** Instruction **
Express every line of the items below as a JSON list of strings, one string per line, leaving out blank lines.

** Entries from a dataset **
[start]

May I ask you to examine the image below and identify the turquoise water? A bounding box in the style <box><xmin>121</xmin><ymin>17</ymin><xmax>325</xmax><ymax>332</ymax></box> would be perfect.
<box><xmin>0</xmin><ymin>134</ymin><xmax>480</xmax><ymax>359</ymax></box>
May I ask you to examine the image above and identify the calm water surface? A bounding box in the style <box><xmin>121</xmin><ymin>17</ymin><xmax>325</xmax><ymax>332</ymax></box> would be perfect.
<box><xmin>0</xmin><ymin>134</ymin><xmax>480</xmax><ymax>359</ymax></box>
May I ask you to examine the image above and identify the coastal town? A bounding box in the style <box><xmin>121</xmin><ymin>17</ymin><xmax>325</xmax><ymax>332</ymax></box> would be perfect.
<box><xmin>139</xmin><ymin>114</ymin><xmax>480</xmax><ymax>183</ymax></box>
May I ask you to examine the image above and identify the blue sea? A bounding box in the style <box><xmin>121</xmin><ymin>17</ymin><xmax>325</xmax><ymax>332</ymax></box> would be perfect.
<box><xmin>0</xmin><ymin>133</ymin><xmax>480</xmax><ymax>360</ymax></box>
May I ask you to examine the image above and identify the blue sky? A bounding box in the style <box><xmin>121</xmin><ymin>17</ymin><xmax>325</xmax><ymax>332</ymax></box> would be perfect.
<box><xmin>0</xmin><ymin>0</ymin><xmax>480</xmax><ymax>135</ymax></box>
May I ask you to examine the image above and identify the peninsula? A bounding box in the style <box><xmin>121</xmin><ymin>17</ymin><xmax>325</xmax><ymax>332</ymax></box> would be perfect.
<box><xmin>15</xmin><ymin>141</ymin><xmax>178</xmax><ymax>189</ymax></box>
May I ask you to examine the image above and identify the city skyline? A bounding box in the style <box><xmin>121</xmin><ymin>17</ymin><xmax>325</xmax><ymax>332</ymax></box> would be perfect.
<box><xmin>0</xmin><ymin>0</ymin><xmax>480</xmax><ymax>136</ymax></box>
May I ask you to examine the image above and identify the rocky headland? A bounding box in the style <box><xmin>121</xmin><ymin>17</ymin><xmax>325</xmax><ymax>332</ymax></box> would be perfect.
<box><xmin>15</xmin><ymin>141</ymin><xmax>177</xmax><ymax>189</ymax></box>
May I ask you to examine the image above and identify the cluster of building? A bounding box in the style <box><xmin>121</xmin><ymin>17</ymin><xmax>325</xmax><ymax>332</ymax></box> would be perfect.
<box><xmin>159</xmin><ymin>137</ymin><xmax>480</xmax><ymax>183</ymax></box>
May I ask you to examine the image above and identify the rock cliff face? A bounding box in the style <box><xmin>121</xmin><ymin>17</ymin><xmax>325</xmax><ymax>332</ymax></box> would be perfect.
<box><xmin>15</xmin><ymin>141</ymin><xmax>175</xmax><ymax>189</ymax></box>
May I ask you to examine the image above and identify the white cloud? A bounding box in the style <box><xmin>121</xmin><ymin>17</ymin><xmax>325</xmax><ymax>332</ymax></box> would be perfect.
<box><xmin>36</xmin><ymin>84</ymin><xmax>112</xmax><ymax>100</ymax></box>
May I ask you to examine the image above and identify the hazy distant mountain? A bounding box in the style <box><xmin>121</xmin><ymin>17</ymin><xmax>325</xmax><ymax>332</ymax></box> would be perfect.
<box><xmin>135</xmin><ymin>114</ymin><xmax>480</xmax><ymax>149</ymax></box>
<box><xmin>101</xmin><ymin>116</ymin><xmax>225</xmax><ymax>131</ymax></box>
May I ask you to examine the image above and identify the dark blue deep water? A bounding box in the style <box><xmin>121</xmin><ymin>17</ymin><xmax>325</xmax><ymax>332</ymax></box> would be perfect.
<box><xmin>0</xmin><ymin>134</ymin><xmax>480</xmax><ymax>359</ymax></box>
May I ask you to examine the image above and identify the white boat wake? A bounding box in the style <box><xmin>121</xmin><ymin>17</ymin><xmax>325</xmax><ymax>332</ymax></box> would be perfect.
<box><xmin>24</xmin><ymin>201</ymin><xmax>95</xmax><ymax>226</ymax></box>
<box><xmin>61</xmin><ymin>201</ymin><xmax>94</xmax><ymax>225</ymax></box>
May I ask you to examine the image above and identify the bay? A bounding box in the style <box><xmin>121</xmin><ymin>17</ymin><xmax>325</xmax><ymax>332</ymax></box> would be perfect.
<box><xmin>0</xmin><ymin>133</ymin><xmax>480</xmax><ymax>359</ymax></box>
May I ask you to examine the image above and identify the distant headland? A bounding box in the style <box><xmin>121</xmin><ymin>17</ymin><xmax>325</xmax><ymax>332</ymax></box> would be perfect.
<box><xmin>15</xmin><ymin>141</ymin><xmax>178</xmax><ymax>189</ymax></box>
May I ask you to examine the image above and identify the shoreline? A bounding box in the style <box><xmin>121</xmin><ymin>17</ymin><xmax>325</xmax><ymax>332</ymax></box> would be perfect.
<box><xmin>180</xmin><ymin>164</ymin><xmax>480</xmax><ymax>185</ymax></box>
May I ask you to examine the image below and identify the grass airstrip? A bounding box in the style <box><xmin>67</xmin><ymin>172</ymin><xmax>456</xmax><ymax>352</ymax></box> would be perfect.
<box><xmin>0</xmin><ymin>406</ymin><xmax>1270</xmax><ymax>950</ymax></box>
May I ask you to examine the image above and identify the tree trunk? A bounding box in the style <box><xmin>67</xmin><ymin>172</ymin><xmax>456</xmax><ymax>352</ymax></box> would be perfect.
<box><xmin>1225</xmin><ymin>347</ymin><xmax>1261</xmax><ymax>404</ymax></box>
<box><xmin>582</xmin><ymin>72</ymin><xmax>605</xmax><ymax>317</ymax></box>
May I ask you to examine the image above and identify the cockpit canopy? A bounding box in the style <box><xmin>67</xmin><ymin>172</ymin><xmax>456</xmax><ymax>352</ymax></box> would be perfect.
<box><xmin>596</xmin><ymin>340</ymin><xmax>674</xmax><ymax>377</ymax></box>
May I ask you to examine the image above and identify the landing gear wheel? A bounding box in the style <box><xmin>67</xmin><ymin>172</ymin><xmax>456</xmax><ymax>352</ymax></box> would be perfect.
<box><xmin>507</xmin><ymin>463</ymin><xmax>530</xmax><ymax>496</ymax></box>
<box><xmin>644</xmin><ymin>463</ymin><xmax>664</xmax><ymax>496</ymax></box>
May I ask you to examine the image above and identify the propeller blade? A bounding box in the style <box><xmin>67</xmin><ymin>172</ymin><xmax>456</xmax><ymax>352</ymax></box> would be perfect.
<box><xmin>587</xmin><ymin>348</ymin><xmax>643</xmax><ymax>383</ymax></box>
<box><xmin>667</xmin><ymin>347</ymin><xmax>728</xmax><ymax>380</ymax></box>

[end]

** Correct response **
[
  "May I ask you to examine the image below and identify the turquoise water? A bounding box in the style <box><xmin>121</xmin><ymin>17</ymin><xmax>325</xmax><ymax>332</ymax></box> would be perfect.",
  "<box><xmin>0</xmin><ymin>134</ymin><xmax>480</xmax><ymax>359</ymax></box>",
  "May I ask you to examine the image above and identify the calm water surface? A bounding box in the style <box><xmin>121</xmin><ymin>17</ymin><xmax>325</xmax><ymax>332</ymax></box> would be perfect.",
  "<box><xmin>0</xmin><ymin>134</ymin><xmax>480</xmax><ymax>359</ymax></box>",
  "May I ask you to examine the image above and identify the coastal town? A bounding box in the style <box><xmin>121</xmin><ymin>17</ymin><xmax>325</xmax><ymax>332</ymax></box> would be perfect.",
  "<box><xmin>139</xmin><ymin>114</ymin><xmax>480</xmax><ymax>183</ymax></box>",
  "May I ask you to examine the image above and identify the blue sea? A bounding box in the style <box><xmin>121</xmin><ymin>17</ymin><xmax>325</xmax><ymax>332</ymax></box> would be perfect.",
  "<box><xmin>0</xmin><ymin>133</ymin><xmax>480</xmax><ymax>360</ymax></box>",
  "May I ask you to examine the image above and identify the blue sky? A bounding box in the style <box><xmin>121</xmin><ymin>17</ymin><xmax>325</xmax><ymax>332</ymax></box> would be perfect.",
  "<box><xmin>0</xmin><ymin>0</ymin><xmax>480</xmax><ymax>135</ymax></box>",
  "May I ask you to examine the image above and identify the peninsula? A bounding box in the style <box><xmin>121</xmin><ymin>17</ymin><xmax>325</xmax><ymax>332</ymax></box> would be perfect.",
  "<box><xmin>15</xmin><ymin>141</ymin><xmax>178</xmax><ymax>189</ymax></box>",
  "May I ask you to examine the image above and identify the city skyline? A bounding box in the style <box><xmin>121</xmin><ymin>17</ymin><xmax>325</xmax><ymax>332</ymax></box> would be perfect.",
  "<box><xmin>0</xmin><ymin>0</ymin><xmax>480</xmax><ymax>136</ymax></box>",
  "May I ask you to examine the image above and identify the rocky headland? A bounding box in the style <box><xmin>121</xmin><ymin>17</ymin><xmax>325</xmax><ymax>332</ymax></box> would be perfect.",
  "<box><xmin>15</xmin><ymin>141</ymin><xmax>177</xmax><ymax>189</ymax></box>",
  "May I ask you to examine the image above and identify the cluster of building? A bounding box in the style <box><xmin>121</xmin><ymin>17</ymin><xmax>325</xmax><ymax>332</ymax></box> would be perfect.",
  "<box><xmin>159</xmin><ymin>137</ymin><xmax>480</xmax><ymax>183</ymax></box>",
  "May I ask you to examine the image above and identify the rock cliff face? A bounding box in the style <box><xmin>121</xmin><ymin>17</ymin><xmax>325</xmax><ymax>332</ymax></box> would be perfect.",
  "<box><xmin>15</xmin><ymin>141</ymin><xmax>175</xmax><ymax>189</ymax></box>",
  "May I ask you to examine the image above and identify the white cloud? A bounding box in the style <box><xmin>121</xmin><ymin>17</ymin><xmax>325</xmax><ymax>332</ymax></box> would be perfect.",
  "<box><xmin>36</xmin><ymin>84</ymin><xmax>112</xmax><ymax>100</ymax></box>",
  "May I ask you to examine the image above and identify the hazy distant mountain? A bounding box in the style <box><xmin>121</xmin><ymin>17</ymin><xmax>325</xmax><ymax>332</ymax></box> would be perfect.",
  "<box><xmin>135</xmin><ymin>114</ymin><xmax>480</xmax><ymax>149</ymax></box>",
  "<box><xmin>101</xmin><ymin>116</ymin><xmax>225</xmax><ymax>131</ymax></box>",
  "May I ask you to examine the image above and identify the dark blue deep water? A bounding box in the style <box><xmin>121</xmin><ymin>17</ymin><xmax>325</xmax><ymax>332</ymax></box> would be perfect.",
  "<box><xmin>0</xmin><ymin>134</ymin><xmax>480</xmax><ymax>359</ymax></box>",
  "May I ask you to examine the image above and identify the white boat wake? A bounding box in the style <box><xmin>121</xmin><ymin>17</ymin><xmax>325</xmax><ymax>332</ymax></box> would be perfect.",
  "<box><xmin>24</xmin><ymin>201</ymin><xmax>95</xmax><ymax>226</ymax></box>",
  "<box><xmin>61</xmin><ymin>201</ymin><xmax>94</xmax><ymax>225</ymax></box>",
  "May I ask you to examine the image above and identify the bay? A bounding box in the style <box><xmin>121</xmin><ymin>17</ymin><xmax>325</xmax><ymax>332</ymax></box> would be perfect.",
  "<box><xmin>0</xmin><ymin>133</ymin><xmax>480</xmax><ymax>359</ymax></box>",
  "May I ask you to examine the image above and identify the distant headland? A bounding box in the style <box><xmin>121</xmin><ymin>17</ymin><xmax>325</xmax><ymax>332</ymax></box> would be perfect.",
  "<box><xmin>15</xmin><ymin>141</ymin><xmax>178</xmax><ymax>189</ymax></box>",
  "May I ask you to examine the image above and identify the shoreline? A bounding box in the style <box><xmin>121</xmin><ymin>17</ymin><xmax>325</xmax><ymax>332</ymax></box> would be perfect.",
  "<box><xmin>180</xmin><ymin>164</ymin><xmax>480</xmax><ymax>185</ymax></box>",
  "May I ask you to examine the image below and identify the grass airstrip? A bounding box in the style <box><xmin>67</xmin><ymin>172</ymin><xmax>456</xmax><ymax>352</ymax></box> would be perfect.",
  "<box><xmin>0</xmin><ymin>406</ymin><xmax>1270</xmax><ymax>950</ymax></box>",
  "May I ask you to examine the image above and identify the tree trunk? A bounding box in the style <box><xmin>67</xmin><ymin>172</ymin><xmax>456</xmax><ymax>352</ymax></box> would be perfect.",
  "<box><xmin>1225</xmin><ymin>347</ymin><xmax>1261</xmax><ymax>404</ymax></box>",
  "<box><xmin>582</xmin><ymin>72</ymin><xmax>605</xmax><ymax>317</ymax></box>",
  "May I ask you to examine the image above and identify the cockpit canopy? A bounding box in the style <box><xmin>67</xmin><ymin>172</ymin><xmax>456</xmax><ymax>352</ymax></box> would be perfect.",
  "<box><xmin>596</xmin><ymin>340</ymin><xmax>674</xmax><ymax>377</ymax></box>",
  "May I ask you to examine the image above and identify the landing gear wheel? A bounding box in the style <box><xmin>67</xmin><ymin>172</ymin><xmax>456</xmax><ymax>352</ymax></box> would be perfect.",
  "<box><xmin>507</xmin><ymin>463</ymin><xmax>530</xmax><ymax>496</ymax></box>",
  "<box><xmin>644</xmin><ymin>463</ymin><xmax>664</xmax><ymax>496</ymax></box>",
  "May I ask you to examine the image above and identify the propeller blade? A bounding box in the style <box><xmin>67</xmin><ymin>172</ymin><xmax>456</xmax><ymax>352</ymax></box> would be perfect.",
  "<box><xmin>587</xmin><ymin>348</ymin><xmax>643</xmax><ymax>383</ymax></box>",
  "<box><xmin>667</xmin><ymin>347</ymin><xmax>728</xmax><ymax>380</ymax></box>"
]